### [EXERCISE INSTRUCTIONS]
All of the entries below should be returned verbatim, apart from the pictures.

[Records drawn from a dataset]
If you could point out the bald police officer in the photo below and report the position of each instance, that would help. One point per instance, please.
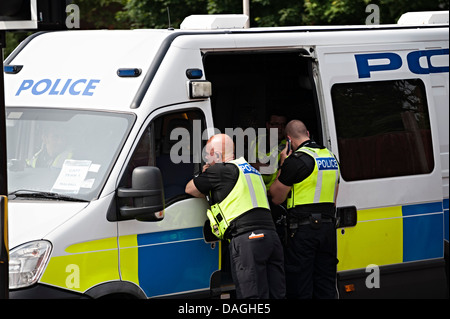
(240, 213)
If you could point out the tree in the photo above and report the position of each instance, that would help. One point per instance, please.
(344, 12)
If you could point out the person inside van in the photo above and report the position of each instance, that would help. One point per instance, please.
(54, 150)
(269, 168)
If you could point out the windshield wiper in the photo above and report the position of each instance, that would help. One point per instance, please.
(46, 195)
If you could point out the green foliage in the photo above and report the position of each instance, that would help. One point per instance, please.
(126, 14)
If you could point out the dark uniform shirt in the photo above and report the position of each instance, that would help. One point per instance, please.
(217, 182)
(296, 168)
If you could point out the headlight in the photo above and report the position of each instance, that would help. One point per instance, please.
(27, 263)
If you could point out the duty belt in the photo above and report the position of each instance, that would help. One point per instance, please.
(315, 220)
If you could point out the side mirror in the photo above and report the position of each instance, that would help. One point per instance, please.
(146, 194)
(346, 216)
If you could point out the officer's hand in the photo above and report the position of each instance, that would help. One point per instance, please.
(284, 154)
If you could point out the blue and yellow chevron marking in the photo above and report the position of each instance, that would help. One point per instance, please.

### [SOLUTION BELOW]
If you could point out the bald police officer in the photo below and report the position of each instance, that would help. One point per instance, please.
(240, 213)
If you could point out the tree in the photo above and report the position of each instance, that would help. One point per instance, please.
(344, 12)
If you could point out the person inside van in the photo above and report the position of each instance, that would help. One point per instance, please.
(54, 150)
(269, 168)
If you could point out the windshield wiper in the photo above and report the position of each instance, that would help. One point per instance, please.
(46, 195)
If you could point out the green foliage in the photo above and report the position of each instance, that would help. One point per instance, please.
(126, 14)
If you could point out the dark uniform shirt in the photo above and report the position of each instance, that would help. One point per instance, please.
(217, 182)
(296, 168)
If you could point out the headlight in the photo above and report the position of each instance, that would help. One point per instance, please.
(27, 263)
If you could point out the duty belt in the photo above and report the position of each instance, that would help. One point per instance, please.
(315, 220)
If you could point out the side mirror in the photo above and report the position of each instance, that would help. One point per instance, please.
(146, 194)
(346, 216)
If you could point out the officer's hand in the photo above and report the position of each instance, that would help. One point per instance, please.
(284, 154)
If you could point out the blue and yellow chevron marking in the photo above and report the position of each instance, that would help. One point per instance, please.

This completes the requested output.